[Items listed in a dataset]
_ _ _ _ _ _ _

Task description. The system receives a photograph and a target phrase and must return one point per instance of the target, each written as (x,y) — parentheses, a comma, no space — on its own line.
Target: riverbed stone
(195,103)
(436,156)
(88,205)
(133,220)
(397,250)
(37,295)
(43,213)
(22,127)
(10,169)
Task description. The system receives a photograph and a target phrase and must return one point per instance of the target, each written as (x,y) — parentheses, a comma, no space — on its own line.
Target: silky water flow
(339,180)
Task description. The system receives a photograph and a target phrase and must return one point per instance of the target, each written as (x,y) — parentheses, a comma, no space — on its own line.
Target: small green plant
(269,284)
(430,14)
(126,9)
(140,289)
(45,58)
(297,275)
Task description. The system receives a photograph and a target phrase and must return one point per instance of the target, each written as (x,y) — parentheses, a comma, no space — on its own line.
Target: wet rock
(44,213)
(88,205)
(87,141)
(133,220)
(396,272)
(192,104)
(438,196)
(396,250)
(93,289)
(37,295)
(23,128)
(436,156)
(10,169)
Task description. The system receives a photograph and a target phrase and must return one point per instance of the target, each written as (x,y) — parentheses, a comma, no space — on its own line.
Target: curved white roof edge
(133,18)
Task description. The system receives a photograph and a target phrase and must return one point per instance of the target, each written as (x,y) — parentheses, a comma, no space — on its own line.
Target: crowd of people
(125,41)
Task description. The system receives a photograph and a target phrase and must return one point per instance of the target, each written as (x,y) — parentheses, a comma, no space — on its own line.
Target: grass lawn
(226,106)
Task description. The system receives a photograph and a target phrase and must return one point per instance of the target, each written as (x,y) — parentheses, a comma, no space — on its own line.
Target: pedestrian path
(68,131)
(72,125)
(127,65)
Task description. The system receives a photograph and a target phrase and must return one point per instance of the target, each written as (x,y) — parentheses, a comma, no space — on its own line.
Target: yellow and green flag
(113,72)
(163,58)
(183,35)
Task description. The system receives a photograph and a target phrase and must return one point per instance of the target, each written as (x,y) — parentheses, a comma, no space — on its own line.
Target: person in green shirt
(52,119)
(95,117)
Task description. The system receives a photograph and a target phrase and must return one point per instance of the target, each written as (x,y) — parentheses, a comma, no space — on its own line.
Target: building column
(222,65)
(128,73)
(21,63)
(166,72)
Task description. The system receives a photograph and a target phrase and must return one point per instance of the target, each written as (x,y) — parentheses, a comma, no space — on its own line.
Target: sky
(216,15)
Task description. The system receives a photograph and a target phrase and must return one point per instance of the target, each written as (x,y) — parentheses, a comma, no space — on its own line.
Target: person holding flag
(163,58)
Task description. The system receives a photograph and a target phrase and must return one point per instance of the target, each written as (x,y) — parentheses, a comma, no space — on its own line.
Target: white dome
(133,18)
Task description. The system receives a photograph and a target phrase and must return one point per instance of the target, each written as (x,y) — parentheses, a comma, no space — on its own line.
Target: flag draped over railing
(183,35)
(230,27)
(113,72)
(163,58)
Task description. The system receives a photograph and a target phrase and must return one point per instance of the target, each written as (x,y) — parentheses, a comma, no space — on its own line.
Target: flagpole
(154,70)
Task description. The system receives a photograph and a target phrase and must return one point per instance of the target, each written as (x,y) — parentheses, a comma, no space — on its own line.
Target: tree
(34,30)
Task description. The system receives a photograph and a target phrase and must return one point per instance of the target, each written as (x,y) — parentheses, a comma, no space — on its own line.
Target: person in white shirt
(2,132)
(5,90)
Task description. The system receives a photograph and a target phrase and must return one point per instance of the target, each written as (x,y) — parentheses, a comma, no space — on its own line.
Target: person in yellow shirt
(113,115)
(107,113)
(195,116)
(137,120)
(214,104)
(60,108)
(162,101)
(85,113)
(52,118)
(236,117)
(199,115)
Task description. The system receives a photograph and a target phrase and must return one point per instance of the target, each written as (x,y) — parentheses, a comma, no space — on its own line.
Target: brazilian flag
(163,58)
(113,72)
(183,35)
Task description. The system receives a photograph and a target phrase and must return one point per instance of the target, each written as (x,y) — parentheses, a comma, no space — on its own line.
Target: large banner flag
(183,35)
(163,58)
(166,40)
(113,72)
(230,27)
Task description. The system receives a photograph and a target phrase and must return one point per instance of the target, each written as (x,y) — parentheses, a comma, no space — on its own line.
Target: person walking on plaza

_ _ _ _ _ _ _

■ **EXERCISE PROMPT**:
Reproduce each record shown above without altering a single word.

■ **RESPONSE TO THIS TASK**:
Task description. The system receives a photograph and a target phrase and must return one point per instance of the target, each written as (x,y) — parentheses, a comma, no space — on its own line.
Target: riverbed stone
(195,103)
(436,156)
(88,205)
(133,220)
(397,250)
(37,295)
(43,213)
(22,127)
(10,169)
Task description. The system receives a photograph and a target phrase and must return one point per instance of the target, each written as (x,y) — parentheses, a comma, no space — on its own line.
Target: silky water flow
(339,180)
Task description. The system receives a photograph and a target phrase and must return one point per instance of the target, each written as (x,y) — parentheses, a comma, no space — on its own line.
Target: small green plant
(269,284)
(430,14)
(126,9)
(140,289)
(45,58)
(297,275)
Task description. The system receives a photograph and a target phrase and must return one point per instance of the target, each written as (x,y) — parentheses, a comma, no space — on its own line.
Target: wet rock
(44,213)
(88,205)
(87,141)
(133,220)
(396,272)
(192,104)
(438,196)
(396,250)
(93,289)
(37,295)
(23,128)
(436,156)
(10,169)
Task description. The system receives a photograph and a target phrase and must return one point per instance of the target, each written as (x,y) — parentheses, a comma, no space — on its own line.
Target: curved white roof edge
(133,18)
Task description. The system receives a photograph and a target phrase and must return one point per instance of the target, each written as (x,y) — parentheses, a comma, no space — on its own line.
Target: crowd of people
(125,41)
Task description. The system receives a photograph and a target phrase and must return one point per instance of the target, each written as (x,y) — parentheses, a comma, no space — on its own line.
Target: grass lawn
(226,106)
Task description. The system receives a photograph and a target phrase and must return one point per instance of the target, each written as (x,y) — parentheses, a comma, no space — on its own line.
Target: pedestrian path
(68,131)
(72,125)
(127,65)
Task description. The system receives a photograph and a target phrase and must return one point per instance of the target, each written as (x,y) — parentheses, a comma, no space — on its own line.
Target: yellow and green flag
(113,72)
(163,58)
(183,35)
Task description. The system receives a photograph and a target phrase and must return one point per instance of the target, each written as (x,y) — parentheses, a comma, no space — on its own line.
Target: person in green shirt
(52,119)
(95,117)
Task description. The system receives a photograph and a target phrase and must return one point per instance of the target, each written as (x,y) — parentheses, a comma, no space — on its own line.
Target: building column
(222,65)
(128,73)
(21,63)
(166,72)
Task description. The system receives a photograph and a target phrase and must return one point per instance of the target, each written as (x,y) — parentheses, a comma, no space — on its own line.
Target: sky
(216,15)
Task description. The system receives a photograph and a target phrase and must return one point per instance of the target, each written as (x,y) — parentheses, a comma, no space — on its own line.
Target: person holding flag
(163,58)
Task description. The system receives a photograph and a target phrase and must return one point per instance of the target, each written as (x,y) — parentheses, a comma, no space — on its own line.
Target: white dome
(133,18)
Task description. The system receives a photograph and a target phrase and must return one point per instance of the target, each written as (x,y) — parentheses, a comma, no space — on its own line.
Target: flag draped over railing
(183,35)
(230,27)
(113,72)
(163,58)
Task description. The system receives a photograph and a target phrase and must return one point per instance of the target, each written as (x,y) — parentheses, a comma, no space — on its own line.
Target: flagpole
(154,70)
Task description. The system receives a photograph and a target phrase and must return one point per instance of the target, each written as (x,y) — parentheses, a comma, no space — on its own line.
Target: tree
(34,30)
Task description. The system receives a photograph and a target phrase and must return one point per instance of the target, each written as (x,y) — parentheses, a comma, no space — on its own line.
Target: person in white shirt
(2,132)
(5,90)
Task description. The system receives a photograph and a target phrase and must return one point per instance of the target, each written as (x,y) — parentheses, a comma, no space — on its own line.
Target: person in yellow shirt
(113,115)
(107,113)
(195,116)
(137,120)
(214,104)
(60,108)
(162,101)
(85,113)
(52,118)
(236,117)
(199,115)
Task description. The system receives a photograph and a target phrase and must return one point per instance of the target, each written as (x,y) — parentheses, a comma, no space — on its own line.
Target: brazilian flag
(163,58)
(113,72)
(183,35)
Task description. The system receives a photograph and a target phrase and must return one point per instance of the target, each written as (x,y) — parentheses, a comma, no space — on its own line.
Target: large banner flag
(183,35)
(163,58)
(166,40)
(113,72)
(230,27)
Task description. The system receives a photograph and a target phrase and must return one point per instance of the target, each written as (x,y) — parentheses, a comma, no space — on its own line.
Target: person walking on plaza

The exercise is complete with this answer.